━━ TEXTE DU DOCUMENT ━━

Pas de remise en route avant décembre

Depuis, la remise en route des deux réacteurs ne cesse d’être repoussée. D’abord annoncée pour janvier 2020, elle a ensuite été décalée à juillet. Et aux dernières nouvelles, ça ne sera pas avant décembre. Même si la direction du site assure avoir mené d’importants travaux (lire ci-contre), ces déconvenues posent question quant à l’état général de cette centrale située à cinquante kilomètres de Boulogne-sur-Mer. Et dont la fin de l’exploitation, prévue initialement en 2018, a été repoussée de dix ans par le gouvernement britannique.

Située sur le même site, la centrale nucléaire Dungeness A, mise en service en 1963, est arrivée en fin de vie en 2006. Ses deux réacteurs ont été déconnectés du réseau. De l’autre côté de la Manche, des centrales nucléaires vieillissantes.

Les défauts relevés sur les installations de Dungeness B ces derniers mois témoignent clairement du vieillissement de cette centrale nucléaire, en service depuis 37 ans. Ils posent aussi les limites de la prolongation de son exploitation, alors que ce site a reçu la bénédiction du gouvernement britannique pour continuer à fonctionner au moins jusqu’en 2028. Et ce n’est pas le seul dans ce cas.

En Grande-Bretagne, six sites nucléaires (sur sept au total) devaient être arrêtés en 2016 et 2023, mais ils ont tous été prolongés de quatre à dix ans. EDF Energy, qui gère ces centrales, sait que la tâche n’est pas simple. « À mesure que la flotte britannique vieillit, nous comprenons que l’exploitation continue posera des défis techniques, c’est pourquoi nous inspectons et évaluons en permanence la santé de toutes les usines de l’entreprise », explique le groupe. Ce qui implique des investissements conséquents, comme à Dungeness.

Parallèlement, de nouveaux réacteurs devaient être construits outre-Manche, notamment un EPR à Hinkley Point, dans le sud-ouest de l’Angleterre, porté par EDF. Mais pour chaque projet, les factures s’annoncent salées et le gouvernement a beaucoup de mal à trouver des candidats parmi les opérateurs privés. Début septembre, le groupe japonais Hitachi a abandonné son projet de nouvelle centrale au Pays de Galles.

La direction de la centrale reconnaît un problème de corrosion sur l’ensemble du site.

Depuis la mise à l’arrêt des deux réacteurs nucléaires, la direction de la centrale a fait appel à plus de 500 prestataires spécialisés, en plus de ses 550 employés.

━━━

### CONSIGNE
Répondez à ces questions d'après le texte.
1. En quelle année la centrale Dungeness A a-t-elle été mise en service ?
2. Combien d'employés la direction de la centrale compte-t-elle, sans ses prestataires spécialisés ?
3. Quel groupe a abandonné début septembre son projet de nouvelle centrale au Pays de Galles ?

━━ ITEMS FOURNIS ━━

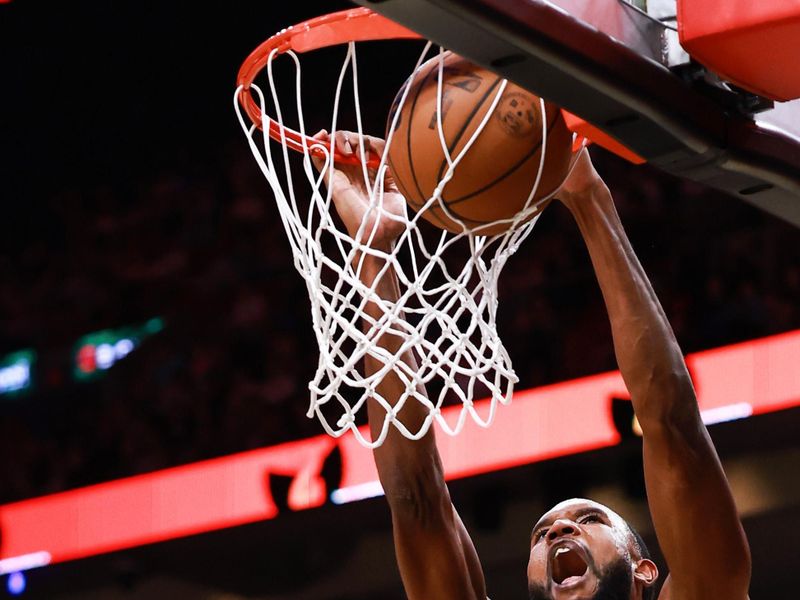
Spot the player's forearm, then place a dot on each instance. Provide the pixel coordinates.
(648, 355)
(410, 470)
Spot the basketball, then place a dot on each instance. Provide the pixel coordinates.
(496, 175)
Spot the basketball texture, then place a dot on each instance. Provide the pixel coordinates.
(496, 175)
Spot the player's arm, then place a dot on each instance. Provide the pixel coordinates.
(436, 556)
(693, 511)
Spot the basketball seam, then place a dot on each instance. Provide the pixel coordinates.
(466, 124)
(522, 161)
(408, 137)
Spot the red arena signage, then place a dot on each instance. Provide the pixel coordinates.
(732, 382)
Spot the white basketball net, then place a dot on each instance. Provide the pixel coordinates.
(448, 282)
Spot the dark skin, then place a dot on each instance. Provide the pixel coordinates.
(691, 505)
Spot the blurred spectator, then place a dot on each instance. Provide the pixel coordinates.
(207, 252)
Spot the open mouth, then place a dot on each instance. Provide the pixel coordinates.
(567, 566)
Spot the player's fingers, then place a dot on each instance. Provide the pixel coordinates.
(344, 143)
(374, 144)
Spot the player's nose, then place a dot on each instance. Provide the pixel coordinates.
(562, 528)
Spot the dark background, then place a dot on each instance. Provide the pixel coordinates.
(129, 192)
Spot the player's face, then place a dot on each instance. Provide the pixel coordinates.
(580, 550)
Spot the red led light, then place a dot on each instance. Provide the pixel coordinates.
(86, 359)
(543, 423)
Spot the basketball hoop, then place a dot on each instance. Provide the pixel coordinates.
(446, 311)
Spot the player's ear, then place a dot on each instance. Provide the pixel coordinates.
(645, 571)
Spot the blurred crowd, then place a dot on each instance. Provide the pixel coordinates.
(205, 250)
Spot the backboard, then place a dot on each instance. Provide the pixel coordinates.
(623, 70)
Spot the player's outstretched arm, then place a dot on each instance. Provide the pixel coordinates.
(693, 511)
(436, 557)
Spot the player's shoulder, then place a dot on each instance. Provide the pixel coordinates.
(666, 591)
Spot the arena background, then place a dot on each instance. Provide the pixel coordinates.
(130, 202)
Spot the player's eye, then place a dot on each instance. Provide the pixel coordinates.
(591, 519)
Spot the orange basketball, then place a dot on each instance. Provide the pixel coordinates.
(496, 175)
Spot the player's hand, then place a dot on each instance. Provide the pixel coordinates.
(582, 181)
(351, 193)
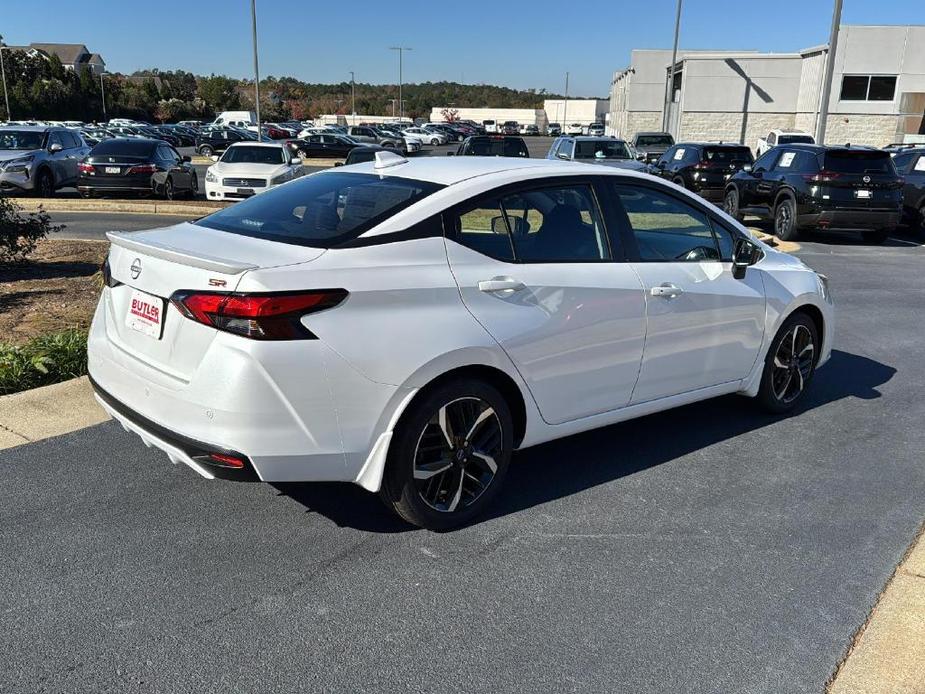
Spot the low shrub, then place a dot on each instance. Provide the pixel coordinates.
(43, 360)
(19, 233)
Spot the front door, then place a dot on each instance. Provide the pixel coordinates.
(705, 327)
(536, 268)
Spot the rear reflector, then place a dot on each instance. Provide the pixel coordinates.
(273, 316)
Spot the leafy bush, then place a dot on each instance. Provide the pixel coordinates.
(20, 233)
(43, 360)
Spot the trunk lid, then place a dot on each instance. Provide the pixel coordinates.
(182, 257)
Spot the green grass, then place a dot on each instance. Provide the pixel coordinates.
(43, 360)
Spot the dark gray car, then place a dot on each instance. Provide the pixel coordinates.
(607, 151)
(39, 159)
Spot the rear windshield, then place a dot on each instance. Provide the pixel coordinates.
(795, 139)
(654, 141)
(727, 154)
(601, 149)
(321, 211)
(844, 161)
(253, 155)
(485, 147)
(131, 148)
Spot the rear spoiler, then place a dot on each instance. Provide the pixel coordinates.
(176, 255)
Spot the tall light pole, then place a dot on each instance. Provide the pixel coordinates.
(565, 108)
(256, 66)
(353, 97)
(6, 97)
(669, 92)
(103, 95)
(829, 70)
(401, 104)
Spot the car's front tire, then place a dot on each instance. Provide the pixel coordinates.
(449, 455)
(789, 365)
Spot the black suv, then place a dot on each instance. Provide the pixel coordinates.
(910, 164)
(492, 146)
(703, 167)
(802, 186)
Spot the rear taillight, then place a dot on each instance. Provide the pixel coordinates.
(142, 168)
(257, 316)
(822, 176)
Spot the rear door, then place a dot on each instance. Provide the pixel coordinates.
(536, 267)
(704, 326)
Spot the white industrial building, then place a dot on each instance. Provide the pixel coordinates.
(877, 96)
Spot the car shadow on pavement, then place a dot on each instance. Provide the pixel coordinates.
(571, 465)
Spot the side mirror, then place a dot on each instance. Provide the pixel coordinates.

━━━
━━ ITEMS FOURNIS ━━

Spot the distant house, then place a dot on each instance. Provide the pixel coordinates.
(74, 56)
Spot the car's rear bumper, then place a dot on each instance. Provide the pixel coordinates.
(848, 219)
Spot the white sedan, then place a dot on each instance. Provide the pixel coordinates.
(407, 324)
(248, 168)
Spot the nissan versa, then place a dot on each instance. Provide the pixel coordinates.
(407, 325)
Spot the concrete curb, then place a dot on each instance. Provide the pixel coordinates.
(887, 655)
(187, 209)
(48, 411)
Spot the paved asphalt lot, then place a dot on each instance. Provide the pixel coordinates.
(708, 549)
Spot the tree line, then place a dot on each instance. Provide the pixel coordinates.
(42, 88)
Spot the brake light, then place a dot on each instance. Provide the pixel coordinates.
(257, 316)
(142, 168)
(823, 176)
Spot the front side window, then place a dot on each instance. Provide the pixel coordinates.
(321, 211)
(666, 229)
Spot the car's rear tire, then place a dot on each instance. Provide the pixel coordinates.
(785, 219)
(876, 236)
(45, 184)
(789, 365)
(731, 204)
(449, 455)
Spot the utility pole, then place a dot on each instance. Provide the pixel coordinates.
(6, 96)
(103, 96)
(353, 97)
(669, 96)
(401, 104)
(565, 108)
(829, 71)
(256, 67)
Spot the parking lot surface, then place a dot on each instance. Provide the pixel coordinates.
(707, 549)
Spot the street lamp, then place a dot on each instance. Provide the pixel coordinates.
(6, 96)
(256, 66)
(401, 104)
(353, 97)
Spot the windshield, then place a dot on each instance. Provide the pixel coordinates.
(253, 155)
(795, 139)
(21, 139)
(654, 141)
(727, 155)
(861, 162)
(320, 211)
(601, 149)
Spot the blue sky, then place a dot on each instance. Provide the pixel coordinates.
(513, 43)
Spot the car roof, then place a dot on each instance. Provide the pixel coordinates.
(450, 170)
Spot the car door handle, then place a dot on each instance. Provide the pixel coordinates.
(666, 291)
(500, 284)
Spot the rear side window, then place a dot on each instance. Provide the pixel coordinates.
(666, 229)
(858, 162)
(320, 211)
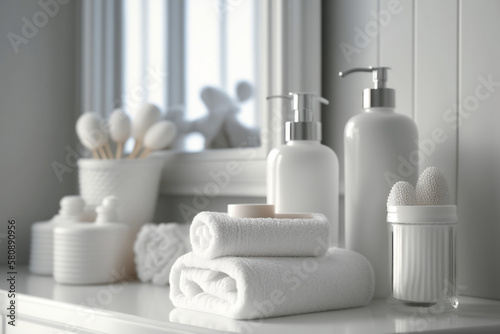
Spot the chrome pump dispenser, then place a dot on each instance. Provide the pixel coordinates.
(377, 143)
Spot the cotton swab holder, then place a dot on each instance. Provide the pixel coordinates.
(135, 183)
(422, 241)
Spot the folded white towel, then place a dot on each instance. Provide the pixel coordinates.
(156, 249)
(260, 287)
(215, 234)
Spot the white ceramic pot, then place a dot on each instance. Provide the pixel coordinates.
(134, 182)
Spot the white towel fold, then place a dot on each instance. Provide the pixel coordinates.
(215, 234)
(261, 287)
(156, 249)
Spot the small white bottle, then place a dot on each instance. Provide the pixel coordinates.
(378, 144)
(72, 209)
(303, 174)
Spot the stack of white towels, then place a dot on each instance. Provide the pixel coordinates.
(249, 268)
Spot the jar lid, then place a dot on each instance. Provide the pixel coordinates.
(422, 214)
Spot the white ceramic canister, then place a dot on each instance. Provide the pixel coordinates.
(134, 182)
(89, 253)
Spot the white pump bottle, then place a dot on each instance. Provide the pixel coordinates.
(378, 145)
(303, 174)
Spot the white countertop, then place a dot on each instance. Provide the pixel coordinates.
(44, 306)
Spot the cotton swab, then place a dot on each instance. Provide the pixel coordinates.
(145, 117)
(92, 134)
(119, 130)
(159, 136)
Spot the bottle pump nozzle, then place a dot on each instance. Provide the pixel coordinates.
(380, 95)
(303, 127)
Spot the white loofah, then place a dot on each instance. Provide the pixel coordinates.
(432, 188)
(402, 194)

━━━

### CORRIGÉ
1. Elle a été mise en service en 1963.
2. Elle compte 550 employés.
3. Il s'agit du groupe japonais Hitachi.